__Exercise data__:
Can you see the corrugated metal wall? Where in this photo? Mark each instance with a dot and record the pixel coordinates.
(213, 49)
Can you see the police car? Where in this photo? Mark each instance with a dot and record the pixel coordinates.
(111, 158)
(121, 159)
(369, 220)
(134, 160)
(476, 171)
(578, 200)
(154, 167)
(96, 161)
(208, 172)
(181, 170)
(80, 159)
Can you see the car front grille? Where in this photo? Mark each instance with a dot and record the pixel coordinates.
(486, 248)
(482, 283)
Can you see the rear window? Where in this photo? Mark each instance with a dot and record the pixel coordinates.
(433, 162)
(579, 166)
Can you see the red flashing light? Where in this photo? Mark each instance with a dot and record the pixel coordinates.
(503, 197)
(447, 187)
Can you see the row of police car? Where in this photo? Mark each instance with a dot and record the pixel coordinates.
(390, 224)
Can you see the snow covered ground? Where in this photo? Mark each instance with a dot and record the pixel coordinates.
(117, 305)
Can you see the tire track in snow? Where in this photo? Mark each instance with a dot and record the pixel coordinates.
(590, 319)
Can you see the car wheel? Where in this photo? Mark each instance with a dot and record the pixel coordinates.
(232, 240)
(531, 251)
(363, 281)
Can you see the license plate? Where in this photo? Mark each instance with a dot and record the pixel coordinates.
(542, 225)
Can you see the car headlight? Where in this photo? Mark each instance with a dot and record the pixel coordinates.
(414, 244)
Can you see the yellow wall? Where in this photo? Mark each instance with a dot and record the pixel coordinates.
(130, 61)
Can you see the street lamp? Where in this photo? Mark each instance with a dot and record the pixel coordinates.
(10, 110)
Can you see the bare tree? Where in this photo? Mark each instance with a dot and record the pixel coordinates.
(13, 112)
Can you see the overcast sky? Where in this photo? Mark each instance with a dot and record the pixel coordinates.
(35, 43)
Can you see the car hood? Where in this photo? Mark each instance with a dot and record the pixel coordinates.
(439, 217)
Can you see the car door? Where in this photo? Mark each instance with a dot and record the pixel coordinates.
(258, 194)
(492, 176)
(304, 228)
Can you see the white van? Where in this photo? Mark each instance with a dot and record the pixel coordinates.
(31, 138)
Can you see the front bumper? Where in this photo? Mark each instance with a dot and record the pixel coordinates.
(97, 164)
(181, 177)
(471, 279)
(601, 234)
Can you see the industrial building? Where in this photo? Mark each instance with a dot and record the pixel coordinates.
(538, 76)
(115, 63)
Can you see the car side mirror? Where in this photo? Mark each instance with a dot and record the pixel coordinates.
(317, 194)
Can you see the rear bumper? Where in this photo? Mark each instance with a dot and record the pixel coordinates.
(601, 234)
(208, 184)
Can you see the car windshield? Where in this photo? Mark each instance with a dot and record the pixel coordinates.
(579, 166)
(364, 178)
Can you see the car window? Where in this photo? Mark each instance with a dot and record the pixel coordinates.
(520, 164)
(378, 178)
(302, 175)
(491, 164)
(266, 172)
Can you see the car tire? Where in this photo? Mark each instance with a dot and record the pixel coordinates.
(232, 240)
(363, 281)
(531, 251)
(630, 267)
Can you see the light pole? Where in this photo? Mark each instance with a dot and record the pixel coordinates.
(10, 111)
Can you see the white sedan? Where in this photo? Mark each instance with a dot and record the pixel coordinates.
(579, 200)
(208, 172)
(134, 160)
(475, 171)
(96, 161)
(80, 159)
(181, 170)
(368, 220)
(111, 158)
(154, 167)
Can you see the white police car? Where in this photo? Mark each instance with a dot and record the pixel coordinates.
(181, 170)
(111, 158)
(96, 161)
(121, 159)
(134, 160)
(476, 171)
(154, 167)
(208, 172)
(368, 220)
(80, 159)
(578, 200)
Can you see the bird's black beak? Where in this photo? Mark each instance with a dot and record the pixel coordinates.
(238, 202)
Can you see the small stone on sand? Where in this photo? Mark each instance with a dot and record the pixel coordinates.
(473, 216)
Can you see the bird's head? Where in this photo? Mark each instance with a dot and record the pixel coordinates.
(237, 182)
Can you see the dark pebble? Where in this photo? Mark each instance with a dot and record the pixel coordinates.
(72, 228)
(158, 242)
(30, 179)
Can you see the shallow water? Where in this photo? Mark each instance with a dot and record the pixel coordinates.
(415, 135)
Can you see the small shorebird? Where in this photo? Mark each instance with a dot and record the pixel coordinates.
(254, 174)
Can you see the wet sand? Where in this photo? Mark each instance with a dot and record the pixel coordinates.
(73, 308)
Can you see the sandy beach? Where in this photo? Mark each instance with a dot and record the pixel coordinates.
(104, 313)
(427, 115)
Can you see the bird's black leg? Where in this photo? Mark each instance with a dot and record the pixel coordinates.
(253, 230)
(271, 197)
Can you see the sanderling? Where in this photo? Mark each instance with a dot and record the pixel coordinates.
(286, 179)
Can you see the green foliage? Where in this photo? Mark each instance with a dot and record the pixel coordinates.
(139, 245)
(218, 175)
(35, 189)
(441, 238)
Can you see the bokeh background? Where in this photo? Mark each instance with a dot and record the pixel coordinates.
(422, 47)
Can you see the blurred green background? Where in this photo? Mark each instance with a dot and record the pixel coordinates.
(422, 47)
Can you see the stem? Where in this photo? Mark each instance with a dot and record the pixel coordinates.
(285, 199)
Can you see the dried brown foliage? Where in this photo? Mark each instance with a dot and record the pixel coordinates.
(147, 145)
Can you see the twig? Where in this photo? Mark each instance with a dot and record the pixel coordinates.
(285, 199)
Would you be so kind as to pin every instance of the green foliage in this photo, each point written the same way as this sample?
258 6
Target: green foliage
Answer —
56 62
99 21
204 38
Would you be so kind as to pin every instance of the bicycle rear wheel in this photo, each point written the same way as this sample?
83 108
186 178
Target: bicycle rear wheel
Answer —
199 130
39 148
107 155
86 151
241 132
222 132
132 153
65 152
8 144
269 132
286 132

__Brief__: From the line with "Can you see the bird's black leg?" to the last line of the material, give every line again exactly, and only those lines.

__Result for this exercise__:
Can you see the bird's black leg? Where in this photo? Mark each instance with a dot and record the pixel coordinates.
(253, 230)
(271, 197)
Can you see the sanderling? Where in this photo? Mark each instance with a dot and record the pixel coordinates.
(286, 179)
Can you see the green foliage? Where in this photo? Mark each instance with a dot and record the pixel coordinates.
(139, 245)
(218, 175)
(35, 189)
(441, 238)
Can you see the bokeh background? Where in this photo? Mark each instance with a dot and record the pixel coordinates.
(422, 47)
Can you see the blurred green background? Where in this photo? Mark each instance with a dot and record the pixel coordinates.
(422, 47)
Can you see the stem? Where in this photo? Mark each instance with a dot and record the pixel coordinates.
(285, 199)
Can you see the dried brown foliage? Where in this photo? Mark each instance with a dot and record the pixel coordinates.
(147, 145)
Can you see the twig? Where in this photo? Mark each instance with a dot and record the pixel coordinates.
(285, 199)
Would you be so kind as to pin every instance of the green foliage in this photo, each point written the same way as this sample?
258 6
Target: green foliage
Answer —
56 62
99 21
204 38
Would you be so kind as to pin every instance of the bicycle rear wheel in this photo, each point written the same way as this sample?
83 108
186 178
Target: bicycle rear wheel
Answer —
199 130
39 148
107 155
86 151
241 132
222 132
132 153
65 152
8 144
269 132
286 132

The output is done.